• **Task material**:
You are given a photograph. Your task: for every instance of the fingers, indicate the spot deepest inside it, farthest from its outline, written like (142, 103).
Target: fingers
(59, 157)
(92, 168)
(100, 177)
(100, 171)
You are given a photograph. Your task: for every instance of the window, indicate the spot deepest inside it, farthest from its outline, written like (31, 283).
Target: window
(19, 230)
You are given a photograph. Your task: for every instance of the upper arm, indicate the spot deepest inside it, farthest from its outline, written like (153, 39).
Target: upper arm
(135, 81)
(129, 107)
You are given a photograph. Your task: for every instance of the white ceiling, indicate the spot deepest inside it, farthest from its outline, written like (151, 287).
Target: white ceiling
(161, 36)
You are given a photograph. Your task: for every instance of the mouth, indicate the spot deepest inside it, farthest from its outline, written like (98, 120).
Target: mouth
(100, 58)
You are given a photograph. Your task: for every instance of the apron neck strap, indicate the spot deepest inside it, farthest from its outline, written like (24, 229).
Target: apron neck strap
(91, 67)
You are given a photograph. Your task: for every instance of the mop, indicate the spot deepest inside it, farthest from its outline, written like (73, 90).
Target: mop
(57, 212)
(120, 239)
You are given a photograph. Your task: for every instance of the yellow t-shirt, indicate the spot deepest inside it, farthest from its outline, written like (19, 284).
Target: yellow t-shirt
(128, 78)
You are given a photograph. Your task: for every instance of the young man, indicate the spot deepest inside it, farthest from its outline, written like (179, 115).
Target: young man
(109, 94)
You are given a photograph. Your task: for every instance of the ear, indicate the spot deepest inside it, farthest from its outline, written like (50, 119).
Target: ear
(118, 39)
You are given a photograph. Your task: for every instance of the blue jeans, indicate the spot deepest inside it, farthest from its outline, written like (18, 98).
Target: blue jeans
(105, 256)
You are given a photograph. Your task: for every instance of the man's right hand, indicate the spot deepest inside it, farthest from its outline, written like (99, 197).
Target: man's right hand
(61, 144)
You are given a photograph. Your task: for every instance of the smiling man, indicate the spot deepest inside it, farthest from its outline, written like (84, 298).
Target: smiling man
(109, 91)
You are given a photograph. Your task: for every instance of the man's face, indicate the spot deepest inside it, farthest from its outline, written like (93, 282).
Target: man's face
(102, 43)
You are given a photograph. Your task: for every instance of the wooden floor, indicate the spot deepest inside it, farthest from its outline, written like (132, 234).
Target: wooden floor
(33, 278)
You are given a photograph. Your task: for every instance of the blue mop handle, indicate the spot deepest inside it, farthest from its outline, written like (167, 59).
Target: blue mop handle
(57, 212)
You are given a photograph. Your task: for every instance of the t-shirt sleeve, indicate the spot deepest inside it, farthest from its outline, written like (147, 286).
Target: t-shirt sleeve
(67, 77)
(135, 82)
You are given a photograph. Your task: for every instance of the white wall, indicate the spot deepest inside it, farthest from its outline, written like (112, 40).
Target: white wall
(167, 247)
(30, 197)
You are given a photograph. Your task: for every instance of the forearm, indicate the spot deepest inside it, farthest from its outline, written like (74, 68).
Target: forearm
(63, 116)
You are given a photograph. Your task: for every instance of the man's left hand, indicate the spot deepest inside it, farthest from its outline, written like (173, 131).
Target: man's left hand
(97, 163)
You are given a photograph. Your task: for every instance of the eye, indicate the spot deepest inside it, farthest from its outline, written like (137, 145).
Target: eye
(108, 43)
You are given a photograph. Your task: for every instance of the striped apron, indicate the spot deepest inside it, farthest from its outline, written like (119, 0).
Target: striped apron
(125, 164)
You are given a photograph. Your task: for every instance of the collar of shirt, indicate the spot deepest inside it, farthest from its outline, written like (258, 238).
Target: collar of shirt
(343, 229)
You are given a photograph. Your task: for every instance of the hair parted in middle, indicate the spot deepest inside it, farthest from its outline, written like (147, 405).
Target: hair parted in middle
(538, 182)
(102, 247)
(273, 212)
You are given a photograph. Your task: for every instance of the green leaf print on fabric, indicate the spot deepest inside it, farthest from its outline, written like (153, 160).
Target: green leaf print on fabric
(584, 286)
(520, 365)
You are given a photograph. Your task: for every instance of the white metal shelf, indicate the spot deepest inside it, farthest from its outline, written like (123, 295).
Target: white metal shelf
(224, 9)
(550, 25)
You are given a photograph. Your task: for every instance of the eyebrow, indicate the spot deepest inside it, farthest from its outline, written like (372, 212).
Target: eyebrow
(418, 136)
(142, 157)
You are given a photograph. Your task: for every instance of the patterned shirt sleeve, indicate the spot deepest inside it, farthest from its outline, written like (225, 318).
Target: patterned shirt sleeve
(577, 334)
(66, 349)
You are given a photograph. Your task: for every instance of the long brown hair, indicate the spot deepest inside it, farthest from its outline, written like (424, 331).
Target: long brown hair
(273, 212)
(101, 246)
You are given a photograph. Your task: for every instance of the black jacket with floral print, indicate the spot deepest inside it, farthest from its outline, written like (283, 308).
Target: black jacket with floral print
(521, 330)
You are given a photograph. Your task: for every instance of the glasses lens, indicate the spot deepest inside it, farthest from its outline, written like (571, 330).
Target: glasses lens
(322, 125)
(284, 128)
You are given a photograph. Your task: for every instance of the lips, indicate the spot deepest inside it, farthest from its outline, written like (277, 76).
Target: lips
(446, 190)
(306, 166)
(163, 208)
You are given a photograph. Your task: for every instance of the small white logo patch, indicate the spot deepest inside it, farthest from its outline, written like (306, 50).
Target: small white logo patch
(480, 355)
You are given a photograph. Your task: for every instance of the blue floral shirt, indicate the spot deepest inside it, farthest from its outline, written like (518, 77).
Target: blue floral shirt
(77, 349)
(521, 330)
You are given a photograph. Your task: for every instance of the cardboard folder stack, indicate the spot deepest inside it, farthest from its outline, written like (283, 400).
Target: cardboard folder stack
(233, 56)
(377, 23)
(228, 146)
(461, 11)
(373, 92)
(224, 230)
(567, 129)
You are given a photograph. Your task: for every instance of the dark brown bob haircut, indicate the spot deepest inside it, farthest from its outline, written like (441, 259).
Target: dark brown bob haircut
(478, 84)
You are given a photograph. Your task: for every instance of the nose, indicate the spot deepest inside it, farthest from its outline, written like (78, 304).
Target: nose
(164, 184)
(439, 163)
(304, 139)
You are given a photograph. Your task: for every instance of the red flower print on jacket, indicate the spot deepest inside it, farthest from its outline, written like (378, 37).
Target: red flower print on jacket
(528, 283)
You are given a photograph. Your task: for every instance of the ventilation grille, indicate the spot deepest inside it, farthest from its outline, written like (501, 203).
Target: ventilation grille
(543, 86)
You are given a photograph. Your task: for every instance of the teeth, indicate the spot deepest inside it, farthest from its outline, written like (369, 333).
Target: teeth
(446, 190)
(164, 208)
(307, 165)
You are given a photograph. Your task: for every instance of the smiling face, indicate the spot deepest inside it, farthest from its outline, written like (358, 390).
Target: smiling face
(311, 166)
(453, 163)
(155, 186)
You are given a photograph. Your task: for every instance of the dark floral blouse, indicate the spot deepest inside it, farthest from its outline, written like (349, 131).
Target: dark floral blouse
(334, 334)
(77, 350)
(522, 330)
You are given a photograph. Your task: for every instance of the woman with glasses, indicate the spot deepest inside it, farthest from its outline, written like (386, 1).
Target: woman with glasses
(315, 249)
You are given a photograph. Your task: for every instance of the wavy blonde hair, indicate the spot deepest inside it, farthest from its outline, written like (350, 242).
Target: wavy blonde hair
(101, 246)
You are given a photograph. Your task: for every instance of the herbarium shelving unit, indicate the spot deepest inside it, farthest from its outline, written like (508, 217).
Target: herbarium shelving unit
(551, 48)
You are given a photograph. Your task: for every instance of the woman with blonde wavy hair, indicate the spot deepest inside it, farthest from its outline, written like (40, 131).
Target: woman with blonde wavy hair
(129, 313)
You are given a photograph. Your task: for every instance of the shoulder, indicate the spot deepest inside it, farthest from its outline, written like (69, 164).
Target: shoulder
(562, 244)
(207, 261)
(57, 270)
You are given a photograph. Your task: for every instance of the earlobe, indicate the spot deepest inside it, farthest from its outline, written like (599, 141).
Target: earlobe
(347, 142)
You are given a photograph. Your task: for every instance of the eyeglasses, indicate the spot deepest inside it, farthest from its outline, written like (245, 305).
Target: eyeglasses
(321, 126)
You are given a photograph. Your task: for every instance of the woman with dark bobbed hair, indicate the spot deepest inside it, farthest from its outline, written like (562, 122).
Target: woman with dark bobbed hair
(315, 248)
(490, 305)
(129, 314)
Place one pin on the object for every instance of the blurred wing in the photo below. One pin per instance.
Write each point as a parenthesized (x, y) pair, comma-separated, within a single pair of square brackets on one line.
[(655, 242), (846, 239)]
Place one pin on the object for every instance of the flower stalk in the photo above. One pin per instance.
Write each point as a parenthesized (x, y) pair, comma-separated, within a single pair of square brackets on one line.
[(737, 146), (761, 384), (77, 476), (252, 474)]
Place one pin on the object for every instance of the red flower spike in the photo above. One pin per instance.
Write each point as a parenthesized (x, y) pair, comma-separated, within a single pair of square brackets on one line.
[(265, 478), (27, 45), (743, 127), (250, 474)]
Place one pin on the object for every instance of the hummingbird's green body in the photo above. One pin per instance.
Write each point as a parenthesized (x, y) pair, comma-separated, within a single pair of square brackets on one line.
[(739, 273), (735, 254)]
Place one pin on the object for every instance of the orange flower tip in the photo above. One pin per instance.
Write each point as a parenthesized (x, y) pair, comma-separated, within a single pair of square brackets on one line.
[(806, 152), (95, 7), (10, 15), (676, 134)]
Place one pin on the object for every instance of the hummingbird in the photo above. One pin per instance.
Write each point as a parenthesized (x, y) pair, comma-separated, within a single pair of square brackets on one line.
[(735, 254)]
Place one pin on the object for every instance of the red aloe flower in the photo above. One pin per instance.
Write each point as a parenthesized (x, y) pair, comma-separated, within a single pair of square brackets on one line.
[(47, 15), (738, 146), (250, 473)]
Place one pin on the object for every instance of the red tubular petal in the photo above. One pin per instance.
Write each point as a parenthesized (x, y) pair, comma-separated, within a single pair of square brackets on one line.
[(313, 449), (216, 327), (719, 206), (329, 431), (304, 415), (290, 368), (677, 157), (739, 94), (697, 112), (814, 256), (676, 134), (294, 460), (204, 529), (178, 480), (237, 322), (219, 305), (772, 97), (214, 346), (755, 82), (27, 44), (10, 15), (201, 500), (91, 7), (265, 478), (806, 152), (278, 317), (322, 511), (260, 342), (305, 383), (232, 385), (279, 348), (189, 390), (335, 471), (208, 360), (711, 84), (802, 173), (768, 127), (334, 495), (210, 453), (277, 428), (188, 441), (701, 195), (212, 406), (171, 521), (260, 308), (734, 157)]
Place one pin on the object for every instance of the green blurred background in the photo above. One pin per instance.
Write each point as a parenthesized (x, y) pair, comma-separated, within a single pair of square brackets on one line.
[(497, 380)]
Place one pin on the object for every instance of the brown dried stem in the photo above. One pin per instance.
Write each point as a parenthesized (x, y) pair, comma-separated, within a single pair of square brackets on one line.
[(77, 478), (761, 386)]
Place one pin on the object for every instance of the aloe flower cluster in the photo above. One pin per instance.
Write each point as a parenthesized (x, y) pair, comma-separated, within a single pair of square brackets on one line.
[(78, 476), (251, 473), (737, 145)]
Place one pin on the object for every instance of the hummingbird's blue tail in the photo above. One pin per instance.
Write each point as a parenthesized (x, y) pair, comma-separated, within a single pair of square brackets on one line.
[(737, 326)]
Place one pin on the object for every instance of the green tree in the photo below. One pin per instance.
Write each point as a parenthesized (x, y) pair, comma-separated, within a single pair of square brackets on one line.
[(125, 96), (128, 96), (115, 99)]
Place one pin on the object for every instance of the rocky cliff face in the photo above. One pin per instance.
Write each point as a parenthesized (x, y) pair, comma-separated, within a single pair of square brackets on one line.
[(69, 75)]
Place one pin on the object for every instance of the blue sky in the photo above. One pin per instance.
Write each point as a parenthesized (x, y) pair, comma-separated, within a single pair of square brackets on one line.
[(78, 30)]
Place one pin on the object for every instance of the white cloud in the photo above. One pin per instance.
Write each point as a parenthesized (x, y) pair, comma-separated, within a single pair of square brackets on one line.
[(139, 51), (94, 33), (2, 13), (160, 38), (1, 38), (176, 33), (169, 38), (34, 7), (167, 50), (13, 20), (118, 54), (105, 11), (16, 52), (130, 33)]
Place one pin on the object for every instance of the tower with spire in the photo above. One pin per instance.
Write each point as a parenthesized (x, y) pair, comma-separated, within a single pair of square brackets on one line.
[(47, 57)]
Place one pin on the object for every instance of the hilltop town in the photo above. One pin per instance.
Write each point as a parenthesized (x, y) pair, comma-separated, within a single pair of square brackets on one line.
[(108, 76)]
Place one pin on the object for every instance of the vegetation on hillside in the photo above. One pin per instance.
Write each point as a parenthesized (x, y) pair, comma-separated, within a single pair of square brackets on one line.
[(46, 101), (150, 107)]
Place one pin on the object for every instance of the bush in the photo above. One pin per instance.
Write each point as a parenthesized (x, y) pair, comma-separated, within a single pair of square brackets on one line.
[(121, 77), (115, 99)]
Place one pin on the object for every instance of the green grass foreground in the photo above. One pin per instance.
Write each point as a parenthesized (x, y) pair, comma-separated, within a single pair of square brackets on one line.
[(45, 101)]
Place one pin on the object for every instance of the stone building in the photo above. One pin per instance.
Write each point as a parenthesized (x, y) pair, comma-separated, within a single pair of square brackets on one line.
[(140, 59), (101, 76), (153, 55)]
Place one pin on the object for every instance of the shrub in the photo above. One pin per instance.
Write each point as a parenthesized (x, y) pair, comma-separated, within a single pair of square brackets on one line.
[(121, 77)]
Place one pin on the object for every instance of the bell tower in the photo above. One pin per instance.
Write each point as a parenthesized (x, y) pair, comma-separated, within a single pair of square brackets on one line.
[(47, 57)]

• **Assignment**: Copy all lines above containing the string "aloe".

• **Expected answer**:
Place one pin on the object for every instance of the red aloe flower in the photo above. One pin per instance.
Place one pin on the object for every instance of the aloe flower cluster in the photo above. One pin per instance.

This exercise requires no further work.